**STATED GOAL:** Swap "pixel coordinates" for "image coordinates" throughout the rows below and give them back with nothing else changed.

++++ MATERIAL SHOWN ++++

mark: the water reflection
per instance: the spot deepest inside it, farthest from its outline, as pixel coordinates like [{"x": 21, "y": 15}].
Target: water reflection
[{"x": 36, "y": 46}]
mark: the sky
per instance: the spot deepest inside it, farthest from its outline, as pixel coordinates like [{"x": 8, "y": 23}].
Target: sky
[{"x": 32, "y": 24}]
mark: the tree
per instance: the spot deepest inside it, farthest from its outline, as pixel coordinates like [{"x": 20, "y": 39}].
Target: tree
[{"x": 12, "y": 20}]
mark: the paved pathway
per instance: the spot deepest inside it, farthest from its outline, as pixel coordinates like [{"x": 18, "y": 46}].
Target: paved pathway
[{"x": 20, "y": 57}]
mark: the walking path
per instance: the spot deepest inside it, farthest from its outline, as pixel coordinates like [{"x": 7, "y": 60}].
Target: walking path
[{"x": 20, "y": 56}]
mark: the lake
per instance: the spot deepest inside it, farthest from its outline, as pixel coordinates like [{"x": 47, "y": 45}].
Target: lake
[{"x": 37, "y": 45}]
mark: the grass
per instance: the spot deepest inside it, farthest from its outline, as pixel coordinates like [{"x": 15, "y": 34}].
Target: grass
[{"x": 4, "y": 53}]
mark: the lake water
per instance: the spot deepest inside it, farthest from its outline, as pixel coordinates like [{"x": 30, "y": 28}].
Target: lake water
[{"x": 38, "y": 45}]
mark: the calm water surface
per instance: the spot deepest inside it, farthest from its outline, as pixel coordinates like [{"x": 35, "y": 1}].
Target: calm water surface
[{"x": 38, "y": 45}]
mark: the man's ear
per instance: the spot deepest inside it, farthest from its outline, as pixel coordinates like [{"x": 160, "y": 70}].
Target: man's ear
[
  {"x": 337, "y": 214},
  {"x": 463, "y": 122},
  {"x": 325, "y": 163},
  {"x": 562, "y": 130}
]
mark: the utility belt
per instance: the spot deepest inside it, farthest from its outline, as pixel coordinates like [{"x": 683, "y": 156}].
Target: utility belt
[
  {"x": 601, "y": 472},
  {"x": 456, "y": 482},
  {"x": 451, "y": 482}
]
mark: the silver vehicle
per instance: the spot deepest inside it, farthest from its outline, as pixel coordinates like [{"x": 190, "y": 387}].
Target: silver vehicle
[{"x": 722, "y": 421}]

++++

**RESULT:**
mark: the water reflection
per instance: the spot deepest inside it, farthest from its outline, as image coordinates like [{"x": 21, "y": 15}].
Target: water reflection
[{"x": 36, "y": 46}]
mark: the sky
per instance: the spot deepest inside it, farthest from its outline, as image coordinates like [{"x": 8, "y": 23}].
Target: sky
[{"x": 32, "y": 24}]
mark: the tree
per instance: the spot deepest inside it, farthest from its outline, as image coordinates like [{"x": 20, "y": 39}].
Target: tree
[{"x": 12, "y": 20}]
mark: the paved pathway
per instance: the spot deepest inside it, farthest from its outline, as image coordinates like [{"x": 18, "y": 46}].
Target: paved pathway
[{"x": 20, "y": 57}]
mark: the walking path
per instance: the spot deepest inside it, farthest from its outline, as image coordinates like [{"x": 7, "y": 60}].
Target: walking path
[{"x": 20, "y": 56}]
mark: the lake
per instance: the spot deepest inside it, farthest from its outline, as image coordinates like [{"x": 47, "y": 45}].
Target: lake
[{"x": 37, "y": 45}]
mark: the grass
per instance: the spot deepest inside it, farthest from its outline, as image coordinates like [{"x": 15, "y": 34}].
Target: grass
[{"x": 4, "y": 53}]
mark: the lake water
per instance: the spot deepest inside it, farthest from its outline, as image coordinates like [{"x": 30, "y": 28}].
Target: lake water
[{"x": 38, "y": 45}]
mark: the calm water surface
per instance: the spot deepest inside it, farthest from its outline, as image coordinates like [{"x": 35, "y": 1}].
Target: calm water surface
[{"x": 38, "y": 45}]
mark: the man's ear
per instance: the spot deepest inside it, farthest from its outline, as image coordinates like [{"x": 160, "y": 70}].
Target: man's ear
[
  {"x": 337, "y": 214},
  {"x": 463, "y": 122},
  {"x": 325, "y": 163},
  {"x": 562, "y": 130}
]
mark: the utility belt
per instance: the spot deepest inside it, farthest from its outline, as image coordinates like [{"x": 683, "y": 156}].
Target: utility belt
[
  {"x": 601, "y": 472},
  {"x": 456, "y": 482},
  {"x": 451, "y": 482}
]
mark: the silver vehicle
per instance: the spot deepest inside it, farthest from its outline, as image coordinates like [{"x": 190, "y": 387}].
Target: silver vehicle
[{"x": 722, "y": 421}]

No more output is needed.